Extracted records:
* BEGIN *

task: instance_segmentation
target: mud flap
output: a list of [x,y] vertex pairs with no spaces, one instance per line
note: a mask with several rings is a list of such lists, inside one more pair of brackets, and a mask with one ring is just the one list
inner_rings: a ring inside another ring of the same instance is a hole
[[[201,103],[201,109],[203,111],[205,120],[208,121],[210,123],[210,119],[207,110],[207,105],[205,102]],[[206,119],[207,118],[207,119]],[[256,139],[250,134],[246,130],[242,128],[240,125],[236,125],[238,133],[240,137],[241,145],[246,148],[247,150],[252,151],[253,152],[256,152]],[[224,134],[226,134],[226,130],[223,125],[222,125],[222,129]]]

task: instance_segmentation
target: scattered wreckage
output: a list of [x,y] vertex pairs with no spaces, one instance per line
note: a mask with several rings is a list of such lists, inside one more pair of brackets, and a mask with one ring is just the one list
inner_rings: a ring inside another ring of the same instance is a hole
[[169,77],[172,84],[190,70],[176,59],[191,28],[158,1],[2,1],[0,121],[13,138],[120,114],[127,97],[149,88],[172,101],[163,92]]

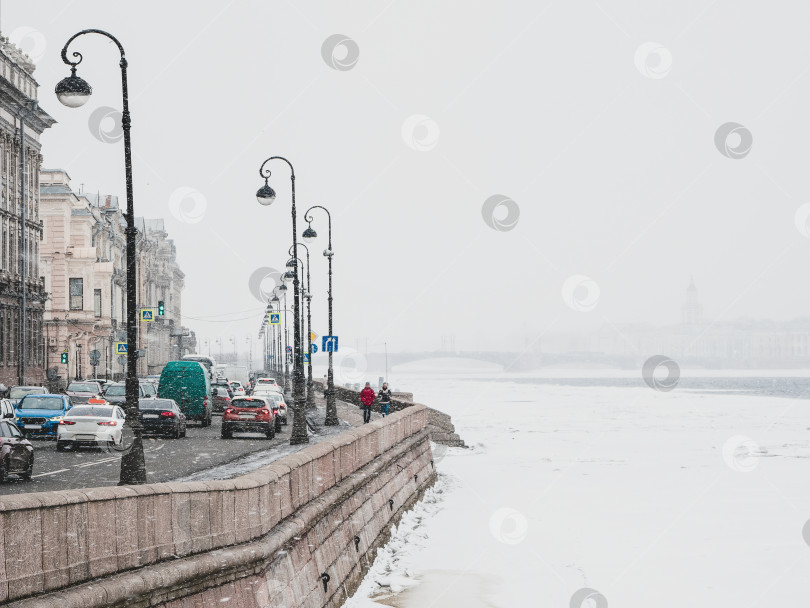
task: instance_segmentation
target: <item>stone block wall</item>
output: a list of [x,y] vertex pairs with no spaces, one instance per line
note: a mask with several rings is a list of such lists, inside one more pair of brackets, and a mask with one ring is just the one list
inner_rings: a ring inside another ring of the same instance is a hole
[[[310,598],[278,605],[314,606],[324,572],[332,601],[361,571],[351,551],[370,550],[432,482],[426,425],[427,408],[408,408],[230,480],[3,497],[0,603],[198,606],[263,585]],[[255,601],[244,605],[276,605]]]

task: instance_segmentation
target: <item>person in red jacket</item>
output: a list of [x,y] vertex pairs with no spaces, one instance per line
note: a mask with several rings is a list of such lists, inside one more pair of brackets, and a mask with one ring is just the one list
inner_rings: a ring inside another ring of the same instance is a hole
[[371,382],[366,382],[365,388],[360,391],[360,403],[363,404],[363,424],[367,424],[371,420],[371,404],[374,403],[374,389],[371,388]]

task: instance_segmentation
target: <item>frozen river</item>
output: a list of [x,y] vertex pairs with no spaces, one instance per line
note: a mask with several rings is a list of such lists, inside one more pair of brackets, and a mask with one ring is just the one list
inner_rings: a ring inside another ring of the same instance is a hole
[[471,449],[437,452],[348,606],[807,605],[806,375],[392,373]]

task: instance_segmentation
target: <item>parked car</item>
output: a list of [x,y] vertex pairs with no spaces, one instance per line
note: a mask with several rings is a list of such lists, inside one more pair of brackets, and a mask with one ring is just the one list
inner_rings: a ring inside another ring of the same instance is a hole
[[70,397],[70,402],[73,405],[87,403],[90,399],[98,399],[102,393],[101,386],[97,382],[90,382],[89,380],[71,382],[65,392]]
[[12,386],[8,391],[8,398],[11,399],[14,407],[17,407],[20,399],[26,395],[45,395],[49,392],[44,386]]
[[31,481],[34,472],[34,446],[10,420],[0,420],[0,482],[9,475]]
[[138,384],[141,385],[141,391],[143,392],[143,396],[146,398],[154,399],[157,397],[157,386],[148,380],[140,380]]
[[213,398],[208,372],[198,361],[169,361],[160,374],[158,398],[171,399],[188,420],[211,425]]
[[[126,405],[127,402],[127,387],[124,382],[113,382],[107,385],[104,389],[104,400],[113,405]],[[147,397],[143,385],[138,383],[138,399]]]
[[59,421],[56,450],[82,444],[121,447],[125,418],[117,405],[77,405]]
[[67,395],[26,395],[17,404],[17,427],[26,437],[56,437],[59,421],[71,407]]
[[7,418],[13,420],[15,416],[14,404],[11,402],[11,399],[0,399],[0,420]]
[[145,434],[186,436],[186,416],[171,399],[141,399],[138,409]]
[[225,381],[225,380],[217,380],[216,382],[211,384],[211,388],[212,389],[215,389],[215,388],[224,389],[225,393],[228,395],[228,397],[230,397],[231,399],[233,399],[233,397],[234,397],[233,389],[231,388],[230,383]]
[[211,396],[214,398],[214,413],[221,414],[231,405],[231,398],[227,390],[221,386],[211,387]]
[[101,387],[101,390],[104,390],[104,387],[107,386],[111,381],[106,380],[104,378],[88,378],[85,382],[96,382]]
[[222,438],[234,433],[264,433],[268,439],[276,436],[273,408],[261,397],[236,397],[231,407],[222,413]]
[[276,409],[276,416],[278,420],[276,421],[276,430],[281,430],[282,424],[287,424],[287,402],[284,400],[284,395],[281,393],[265,393],[260,395],[264,397],[265,400]]

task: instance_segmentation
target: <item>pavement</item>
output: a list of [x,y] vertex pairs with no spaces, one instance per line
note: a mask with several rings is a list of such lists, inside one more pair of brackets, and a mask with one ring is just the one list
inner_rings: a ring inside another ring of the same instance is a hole
[[[210,427],[189,425],[186,437],[180,439],[145,438],[147,482],[205,481],[242,475],[363,423],[358,407],[339,401],[340,425],[323,426],[326,403],[320,396],[315,397],[314,403],[315,407],[307,412],[309,444],[289,444],[294,413],[289,416],[290,423],[282,426],[272,440],[260,433],[236,433],[233,439],[222,439],[219,416],[214,416]],[[372,414],[372,419],[378,417],[379,414]],[[106,448],[57,452],[55,441],[36,439],[31,443],[35,450],[33,479],[30,482],[13,479],[0,485],[0,496],[118,484],[120,453]]]

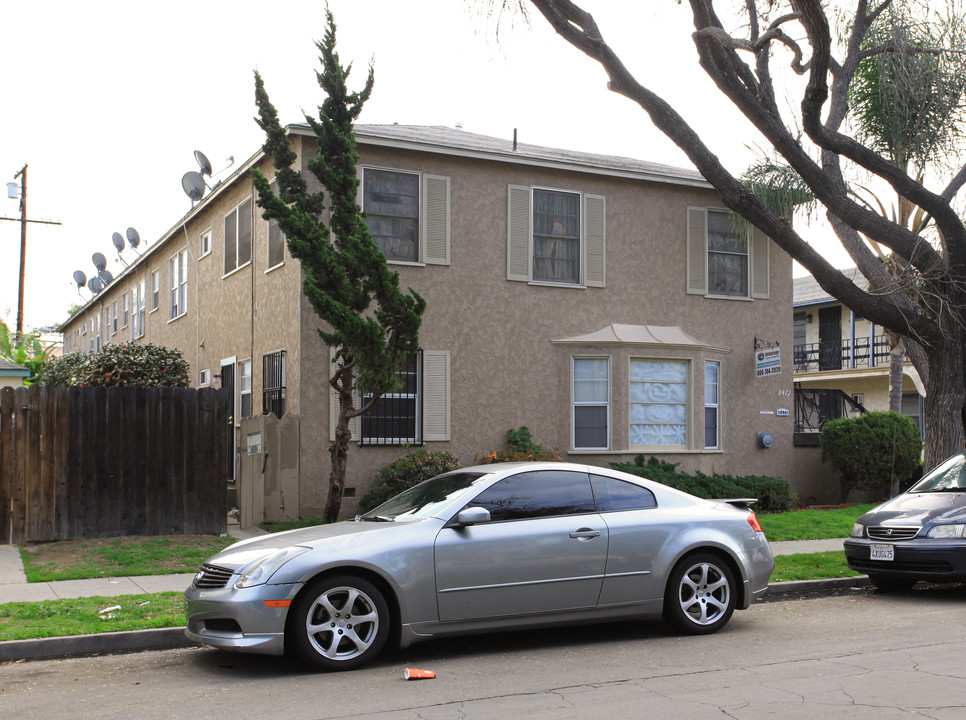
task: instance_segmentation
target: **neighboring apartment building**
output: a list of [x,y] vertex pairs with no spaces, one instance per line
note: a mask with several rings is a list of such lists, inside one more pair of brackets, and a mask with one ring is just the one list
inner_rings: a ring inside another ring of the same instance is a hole
[[[314,136],[289,133],[311,178]],[[738,237],[700,175],[441,127],[356,133],[373,237],[427,311],[404,387],[356,424],[344,512],[407,446],[469,465],[522,425],[570,461],[657,455],[834,496],[792,441],[791,260]],[[295,413],[312,515],[329,468],[330,351],[298,262],[255,205],[253,166],[271,177],[256,154],[62,330],[68,351],[180,348],[197,385],[232,388],[236,417]],[[781,373],[756,372],[763,341]]]
[[[856,285],[866,283],[856,268],[842,272]],[[797,429],[815,440],[821,425],[833,417],[852,415],[860,407],[888,410],[890,346],[885,331],[858,317],[811,275],[795,279],[794,296]],[[902,412],[920,431],[924,392],[919,374],[906,359]]]

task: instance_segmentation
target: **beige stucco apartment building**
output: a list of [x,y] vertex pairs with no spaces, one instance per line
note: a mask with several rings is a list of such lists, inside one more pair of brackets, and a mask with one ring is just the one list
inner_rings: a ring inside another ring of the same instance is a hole
[[[289,132],[311,177],[314,137]],[[356,426],[344,513],[407,445],[469,465],[522,425],[570,461],[656,455],[834,496],[805,469],[817,450],[793,444],[791,260],[737,237],[700,175],[458,129],[356,132],[373,236],[427,311],[405,387]],[[311,516],[328,475],[330,352],[299,263],[255,205],[253,166],[271,177],[256,154],[62,330],[68,351],[181,349],[196,384],[233,388],[236,419],[294,413]]]
[[[842,272],[857,285],[868,282],[855,268]],[[796,387],[839,391],[866,410],[888,410],[890,346],[885,331],[833,298],[810,275],[794,280],[793,293]],[[907,358],[902,413],[920,430],[924,395],[922,380]]]

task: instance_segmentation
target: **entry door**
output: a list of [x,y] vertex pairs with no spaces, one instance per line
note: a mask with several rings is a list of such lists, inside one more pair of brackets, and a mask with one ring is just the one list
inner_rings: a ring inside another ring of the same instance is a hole
[[469,507],[485,507],[493,521],[445,528],[437,537],[440,620],[597,605],[608,536],[586,473],[518,473],[484,490]]
[[818,311],[819,370],[842,368],[842,307],[836,305]]

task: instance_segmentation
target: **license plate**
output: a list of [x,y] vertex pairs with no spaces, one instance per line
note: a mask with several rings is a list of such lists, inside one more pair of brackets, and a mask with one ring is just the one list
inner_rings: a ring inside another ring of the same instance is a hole
[[895,545],[872,545],[870,548],[870,560],[895,560]]

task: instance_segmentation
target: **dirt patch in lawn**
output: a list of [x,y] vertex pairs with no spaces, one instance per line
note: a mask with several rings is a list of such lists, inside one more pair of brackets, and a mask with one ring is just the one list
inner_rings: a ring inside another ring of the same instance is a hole
[[213,535],[128,535],[21,548],[31,582],[194,572],[234,540]]

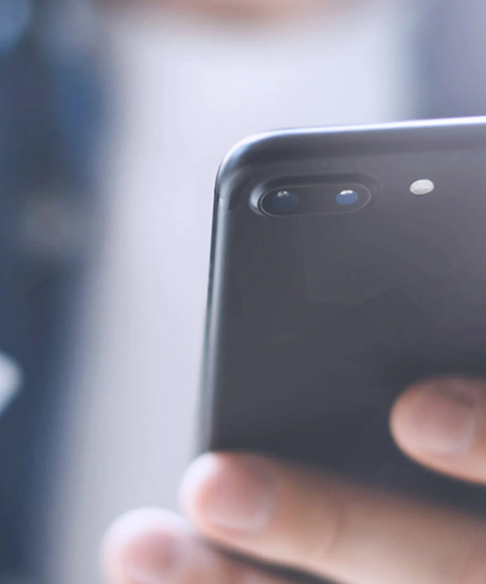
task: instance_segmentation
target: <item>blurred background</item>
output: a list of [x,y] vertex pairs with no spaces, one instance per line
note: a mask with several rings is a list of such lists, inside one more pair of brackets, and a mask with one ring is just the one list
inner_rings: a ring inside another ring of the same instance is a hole
[[0,0],[0,584],[176,507],[227,151],[482,114],[485,71],[484,0]]

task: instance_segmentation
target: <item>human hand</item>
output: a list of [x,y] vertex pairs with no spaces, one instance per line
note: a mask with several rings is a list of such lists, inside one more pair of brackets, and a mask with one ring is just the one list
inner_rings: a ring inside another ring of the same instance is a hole
[[[409,456],[486,483],[486,382],[440,379],[398,400],[392,433]],[[113,584],[284,584],[216,551],[346,584],[483,584],[486,522],[249,454],[207,454],[182,488],[190,524],[133,512],[104,542]],[[211,547],[205,541],[215,544]]]

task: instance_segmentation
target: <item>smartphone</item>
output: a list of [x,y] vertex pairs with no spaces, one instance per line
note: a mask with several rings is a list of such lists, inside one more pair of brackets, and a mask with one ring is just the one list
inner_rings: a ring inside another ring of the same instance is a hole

* END *

Count the lines of the records above that contain the string "apartment", treating case as significant. Reply with the number only.

2